» **Exercise prompt**
Copy out every line of the listing below, requests included, and raise each point coordinate in the answers by 76. Leave the pictures out.

» **Data supplied**
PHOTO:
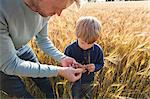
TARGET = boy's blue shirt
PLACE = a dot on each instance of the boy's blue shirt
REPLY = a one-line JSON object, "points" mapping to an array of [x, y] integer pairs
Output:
{"points": [[93, 55]]}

» **Correct result**
PHOTO:
TARGET = boy's blue shirt
PLACE = a dot on each instance of the boy's blue shirt
REPLY = a one-line JSON object, "points" mapping to an array of [x, y] integer pairs
Output:
{"points": [[169, 131]]}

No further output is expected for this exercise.